** start SUPPLIED ENTRIES **
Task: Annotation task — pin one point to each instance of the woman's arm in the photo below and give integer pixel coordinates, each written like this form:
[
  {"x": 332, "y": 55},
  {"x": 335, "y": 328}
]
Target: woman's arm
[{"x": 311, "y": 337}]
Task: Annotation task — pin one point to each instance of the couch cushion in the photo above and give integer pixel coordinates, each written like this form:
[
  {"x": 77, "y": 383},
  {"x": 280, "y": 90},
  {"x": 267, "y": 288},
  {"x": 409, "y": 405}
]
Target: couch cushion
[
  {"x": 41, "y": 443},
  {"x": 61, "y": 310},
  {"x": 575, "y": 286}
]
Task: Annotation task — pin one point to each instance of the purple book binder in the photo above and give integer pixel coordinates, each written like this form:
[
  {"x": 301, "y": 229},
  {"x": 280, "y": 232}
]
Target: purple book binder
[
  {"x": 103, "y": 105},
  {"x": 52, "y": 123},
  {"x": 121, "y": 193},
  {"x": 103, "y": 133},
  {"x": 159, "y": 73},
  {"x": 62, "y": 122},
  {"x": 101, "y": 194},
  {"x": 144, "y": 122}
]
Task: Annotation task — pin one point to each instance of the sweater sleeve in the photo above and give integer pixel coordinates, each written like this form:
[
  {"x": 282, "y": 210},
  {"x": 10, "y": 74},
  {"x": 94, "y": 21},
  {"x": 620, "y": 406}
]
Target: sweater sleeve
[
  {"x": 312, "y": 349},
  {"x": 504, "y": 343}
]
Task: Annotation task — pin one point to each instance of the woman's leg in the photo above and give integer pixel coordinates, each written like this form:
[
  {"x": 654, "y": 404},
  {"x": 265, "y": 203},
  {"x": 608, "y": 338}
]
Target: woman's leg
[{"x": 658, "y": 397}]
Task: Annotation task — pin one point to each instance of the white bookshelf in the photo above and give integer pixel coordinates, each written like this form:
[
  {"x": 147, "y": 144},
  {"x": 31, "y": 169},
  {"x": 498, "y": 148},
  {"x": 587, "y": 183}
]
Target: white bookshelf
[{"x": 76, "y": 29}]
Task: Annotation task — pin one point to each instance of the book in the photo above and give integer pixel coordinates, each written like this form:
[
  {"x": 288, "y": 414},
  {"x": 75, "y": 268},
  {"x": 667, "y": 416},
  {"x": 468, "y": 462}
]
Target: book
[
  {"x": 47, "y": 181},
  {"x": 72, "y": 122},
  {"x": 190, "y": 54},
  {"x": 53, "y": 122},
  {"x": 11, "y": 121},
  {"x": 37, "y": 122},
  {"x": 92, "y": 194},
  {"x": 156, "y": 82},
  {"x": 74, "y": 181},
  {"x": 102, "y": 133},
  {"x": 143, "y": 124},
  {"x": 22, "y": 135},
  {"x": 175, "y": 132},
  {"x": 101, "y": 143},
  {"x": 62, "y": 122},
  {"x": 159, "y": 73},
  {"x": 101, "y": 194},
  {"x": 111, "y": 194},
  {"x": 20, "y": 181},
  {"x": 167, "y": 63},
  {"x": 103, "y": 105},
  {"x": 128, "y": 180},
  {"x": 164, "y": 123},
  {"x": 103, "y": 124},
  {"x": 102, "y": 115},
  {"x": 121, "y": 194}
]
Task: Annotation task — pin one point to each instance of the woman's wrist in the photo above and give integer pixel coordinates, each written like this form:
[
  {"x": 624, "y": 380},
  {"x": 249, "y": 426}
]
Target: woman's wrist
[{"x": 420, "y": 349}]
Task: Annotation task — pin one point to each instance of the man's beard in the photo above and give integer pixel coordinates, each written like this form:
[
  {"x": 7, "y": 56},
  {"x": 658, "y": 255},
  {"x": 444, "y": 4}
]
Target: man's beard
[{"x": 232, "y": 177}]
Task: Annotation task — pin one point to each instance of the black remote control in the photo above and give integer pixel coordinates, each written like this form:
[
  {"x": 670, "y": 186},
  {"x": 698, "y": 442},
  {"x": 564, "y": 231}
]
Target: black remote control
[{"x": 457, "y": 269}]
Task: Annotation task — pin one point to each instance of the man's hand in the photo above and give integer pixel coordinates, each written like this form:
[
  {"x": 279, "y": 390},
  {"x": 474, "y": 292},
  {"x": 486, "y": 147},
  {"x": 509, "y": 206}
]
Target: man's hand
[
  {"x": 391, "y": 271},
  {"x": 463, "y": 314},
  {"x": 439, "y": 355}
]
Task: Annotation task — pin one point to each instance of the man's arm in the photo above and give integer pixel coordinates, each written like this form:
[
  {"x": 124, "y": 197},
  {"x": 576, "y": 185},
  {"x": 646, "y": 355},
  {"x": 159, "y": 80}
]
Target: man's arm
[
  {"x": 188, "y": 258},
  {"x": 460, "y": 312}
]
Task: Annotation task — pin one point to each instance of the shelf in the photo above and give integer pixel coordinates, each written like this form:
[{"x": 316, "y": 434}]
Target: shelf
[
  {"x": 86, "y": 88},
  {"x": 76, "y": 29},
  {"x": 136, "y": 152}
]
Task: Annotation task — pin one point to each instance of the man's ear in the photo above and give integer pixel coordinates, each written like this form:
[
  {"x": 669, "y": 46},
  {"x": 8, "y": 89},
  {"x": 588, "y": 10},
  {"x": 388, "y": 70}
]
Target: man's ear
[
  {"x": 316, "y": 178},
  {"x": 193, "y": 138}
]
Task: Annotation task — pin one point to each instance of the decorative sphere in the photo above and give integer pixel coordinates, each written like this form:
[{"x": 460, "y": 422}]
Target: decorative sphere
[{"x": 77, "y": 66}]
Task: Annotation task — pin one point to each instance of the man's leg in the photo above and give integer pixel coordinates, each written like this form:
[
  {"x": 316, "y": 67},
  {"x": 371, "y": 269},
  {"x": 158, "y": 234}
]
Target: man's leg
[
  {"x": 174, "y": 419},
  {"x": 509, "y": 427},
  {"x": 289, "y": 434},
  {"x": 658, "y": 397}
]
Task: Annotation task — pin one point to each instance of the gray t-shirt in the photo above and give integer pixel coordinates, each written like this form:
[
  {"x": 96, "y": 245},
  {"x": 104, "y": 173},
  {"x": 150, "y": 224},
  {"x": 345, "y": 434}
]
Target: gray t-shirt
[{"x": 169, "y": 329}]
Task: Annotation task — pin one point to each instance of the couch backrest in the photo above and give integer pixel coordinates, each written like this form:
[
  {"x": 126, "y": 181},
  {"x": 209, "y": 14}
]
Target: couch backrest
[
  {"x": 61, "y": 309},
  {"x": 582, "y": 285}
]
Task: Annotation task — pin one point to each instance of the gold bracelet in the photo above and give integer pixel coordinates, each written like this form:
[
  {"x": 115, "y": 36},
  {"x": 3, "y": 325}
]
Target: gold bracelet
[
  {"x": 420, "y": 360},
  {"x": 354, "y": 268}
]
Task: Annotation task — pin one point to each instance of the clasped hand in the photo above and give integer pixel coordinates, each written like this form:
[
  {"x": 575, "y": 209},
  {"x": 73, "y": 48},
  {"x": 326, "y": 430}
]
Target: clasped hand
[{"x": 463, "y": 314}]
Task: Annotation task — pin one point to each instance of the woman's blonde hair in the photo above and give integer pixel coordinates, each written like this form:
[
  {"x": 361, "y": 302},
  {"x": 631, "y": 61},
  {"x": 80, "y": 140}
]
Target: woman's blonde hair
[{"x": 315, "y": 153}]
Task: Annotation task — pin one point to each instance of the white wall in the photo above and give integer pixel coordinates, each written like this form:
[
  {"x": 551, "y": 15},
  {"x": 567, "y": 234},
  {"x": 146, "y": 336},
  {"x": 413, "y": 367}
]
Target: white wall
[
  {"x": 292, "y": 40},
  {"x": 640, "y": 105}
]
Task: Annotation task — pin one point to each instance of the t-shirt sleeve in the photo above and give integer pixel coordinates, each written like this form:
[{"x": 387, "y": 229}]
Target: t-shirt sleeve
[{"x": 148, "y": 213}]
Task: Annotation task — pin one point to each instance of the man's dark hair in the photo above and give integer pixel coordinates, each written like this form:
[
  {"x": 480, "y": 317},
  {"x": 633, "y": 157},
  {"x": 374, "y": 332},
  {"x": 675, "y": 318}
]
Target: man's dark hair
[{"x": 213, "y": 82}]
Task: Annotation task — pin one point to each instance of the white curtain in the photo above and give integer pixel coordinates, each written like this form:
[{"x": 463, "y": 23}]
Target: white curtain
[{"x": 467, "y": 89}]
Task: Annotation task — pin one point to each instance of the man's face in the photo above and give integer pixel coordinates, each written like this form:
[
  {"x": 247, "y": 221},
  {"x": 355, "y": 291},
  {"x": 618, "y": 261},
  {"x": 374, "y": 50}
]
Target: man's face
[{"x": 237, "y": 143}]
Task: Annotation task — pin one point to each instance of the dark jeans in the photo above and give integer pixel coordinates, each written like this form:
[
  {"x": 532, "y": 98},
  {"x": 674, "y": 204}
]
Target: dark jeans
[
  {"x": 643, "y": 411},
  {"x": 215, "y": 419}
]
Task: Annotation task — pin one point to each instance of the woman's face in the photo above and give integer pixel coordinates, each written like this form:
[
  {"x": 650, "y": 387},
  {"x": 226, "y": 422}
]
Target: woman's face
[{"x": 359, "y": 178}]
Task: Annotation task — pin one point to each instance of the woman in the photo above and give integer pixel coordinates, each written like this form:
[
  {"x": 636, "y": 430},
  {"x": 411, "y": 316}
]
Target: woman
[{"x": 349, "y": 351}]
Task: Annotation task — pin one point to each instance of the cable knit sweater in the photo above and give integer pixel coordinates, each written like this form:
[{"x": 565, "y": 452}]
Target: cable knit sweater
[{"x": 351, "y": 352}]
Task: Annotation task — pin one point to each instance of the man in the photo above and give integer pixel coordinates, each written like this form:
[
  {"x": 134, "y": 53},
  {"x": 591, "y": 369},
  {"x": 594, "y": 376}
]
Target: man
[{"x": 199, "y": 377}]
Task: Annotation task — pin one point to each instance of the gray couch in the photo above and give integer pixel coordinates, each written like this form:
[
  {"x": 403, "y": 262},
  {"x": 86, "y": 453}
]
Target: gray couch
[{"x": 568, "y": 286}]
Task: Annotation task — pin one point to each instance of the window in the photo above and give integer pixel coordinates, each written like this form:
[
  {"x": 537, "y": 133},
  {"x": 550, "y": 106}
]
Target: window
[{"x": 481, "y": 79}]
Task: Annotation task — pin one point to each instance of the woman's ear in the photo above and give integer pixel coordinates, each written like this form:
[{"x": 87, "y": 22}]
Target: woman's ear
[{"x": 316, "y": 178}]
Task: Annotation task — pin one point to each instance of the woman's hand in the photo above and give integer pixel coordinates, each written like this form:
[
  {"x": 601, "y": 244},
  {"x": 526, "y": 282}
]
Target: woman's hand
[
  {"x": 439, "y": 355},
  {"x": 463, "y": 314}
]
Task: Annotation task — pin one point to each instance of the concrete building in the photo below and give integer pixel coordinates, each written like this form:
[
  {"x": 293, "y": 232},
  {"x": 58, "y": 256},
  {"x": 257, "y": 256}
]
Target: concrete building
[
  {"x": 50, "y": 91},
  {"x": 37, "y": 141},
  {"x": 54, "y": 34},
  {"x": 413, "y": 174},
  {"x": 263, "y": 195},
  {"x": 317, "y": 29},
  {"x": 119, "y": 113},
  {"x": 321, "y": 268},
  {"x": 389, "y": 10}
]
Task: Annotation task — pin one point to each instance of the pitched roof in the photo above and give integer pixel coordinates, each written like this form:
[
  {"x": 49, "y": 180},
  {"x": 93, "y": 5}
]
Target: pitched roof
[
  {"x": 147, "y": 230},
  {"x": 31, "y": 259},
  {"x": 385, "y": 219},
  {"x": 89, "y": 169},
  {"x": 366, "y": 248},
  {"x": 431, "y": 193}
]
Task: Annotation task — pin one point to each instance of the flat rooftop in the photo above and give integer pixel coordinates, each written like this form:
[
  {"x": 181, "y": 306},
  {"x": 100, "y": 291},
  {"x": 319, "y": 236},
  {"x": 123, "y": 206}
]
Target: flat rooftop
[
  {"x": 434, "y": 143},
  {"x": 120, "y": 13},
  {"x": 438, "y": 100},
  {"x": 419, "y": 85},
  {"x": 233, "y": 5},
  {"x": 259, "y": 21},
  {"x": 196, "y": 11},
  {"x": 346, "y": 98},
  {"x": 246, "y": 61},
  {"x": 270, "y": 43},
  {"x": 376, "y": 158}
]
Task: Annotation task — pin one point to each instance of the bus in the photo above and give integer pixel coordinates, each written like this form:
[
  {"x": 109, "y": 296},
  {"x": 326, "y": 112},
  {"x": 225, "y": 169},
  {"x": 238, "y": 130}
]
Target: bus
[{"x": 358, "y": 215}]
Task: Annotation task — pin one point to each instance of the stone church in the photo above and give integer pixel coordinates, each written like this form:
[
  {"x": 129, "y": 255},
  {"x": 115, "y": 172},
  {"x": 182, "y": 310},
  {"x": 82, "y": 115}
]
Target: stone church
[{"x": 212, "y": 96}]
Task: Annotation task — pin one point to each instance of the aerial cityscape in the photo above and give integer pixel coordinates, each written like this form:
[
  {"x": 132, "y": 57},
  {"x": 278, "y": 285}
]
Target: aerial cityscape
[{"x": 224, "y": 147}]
** end SUPPLIED ENTRIES **
Take the line with "instance of the bus" and all lines after it through the end of the records, and write them out exactly; include nothing else.

Task: Annotation task — pin one point to each instance of the bus in the photo above and give integer pixel coordinates, each written like this form:
[
  {"x": 109, "y": 296},
  {"x": 326, "y": 112},
  {"x": 225, "y": 169},
  {"x": 238, "y": 130}
]
Target: bus
[{"x": 358, "y": 215}]
Task: Annotation task — pin one point to each instance of the stone church in the photo above and give integer pixel coordinates, each written like this form:
[
  {"x": 129, "y": 255},
  {"x": 115, "y": 172},
  {"x": 182, "y": 310},
  {"x": 82, "y": 115}
]
Target: stone church
[{"x": 212, "y": 96}]
Task: Annotation task — pin one point to each instance of the aerial cityscape in the photo above and give integer pixel coordinates, each written like this form:
[
  {"x": 132, "y": 57},
  {"x": 278, "y": 285}
]
Target: aerial cityscape
[{"x": 224, "y": 147}]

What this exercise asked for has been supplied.